::: The records :::
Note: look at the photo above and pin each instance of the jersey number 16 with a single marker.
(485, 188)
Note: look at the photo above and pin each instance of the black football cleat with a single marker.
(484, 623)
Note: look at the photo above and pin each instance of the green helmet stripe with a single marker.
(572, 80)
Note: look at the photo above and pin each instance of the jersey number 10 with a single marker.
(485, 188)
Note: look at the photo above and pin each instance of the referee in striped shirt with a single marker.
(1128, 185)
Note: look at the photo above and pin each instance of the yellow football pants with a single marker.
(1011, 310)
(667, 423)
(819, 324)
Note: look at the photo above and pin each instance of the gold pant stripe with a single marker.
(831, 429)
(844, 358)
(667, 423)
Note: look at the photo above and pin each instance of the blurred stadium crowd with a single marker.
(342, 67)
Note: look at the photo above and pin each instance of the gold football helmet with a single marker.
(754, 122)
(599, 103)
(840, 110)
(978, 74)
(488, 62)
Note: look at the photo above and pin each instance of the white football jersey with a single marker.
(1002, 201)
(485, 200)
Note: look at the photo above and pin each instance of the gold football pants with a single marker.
:::
## Work required:
Exactly as given, set down all of the lines above.

## Answer for this exercise:
Note: look at the photo above and pin each instance of the jersey number 16 with a single marker.
(485, 188)
Note: look at the photo above and pin each instance of the black football cleat with a single marker.
(484, 623)
Note: look at the photo above and pin each instance of the green helmet stripe with a single marker.
(572, 80)
Note: look at the photo above and pin each instance of the jersey number 10 with a single marker.
(485, 188)
Note: look at the photo above and pin each instance of the referee in striped shirt with a single marker.
(1128, 185)
Note: look at the photo above and pin each instance of the yellow football pants with a single marker.
(1011, 310)
(667, 423)
(819, 324)
Note: look at the photo above and pin each instance of the gold pant stripe with a single marker.
(831, 429)
(844, 358)
(667, 423)
Note: look at the photo above and pin each instance of the blurred stadium crowd with a single marker.
(342, 67)
Note: look at the photo above and pin each instance of the gold football helmet with a single marker.
(754, 122)
(599, 103)
(840, 110)
(978, 74)
(488, 62)
Note: look at the photo above and pin each instance of the white football jersey with a single marker.
(1002, 201)
(485, 200)
Note: look at the photo above and pin each instance of the gold football pants with a single marker.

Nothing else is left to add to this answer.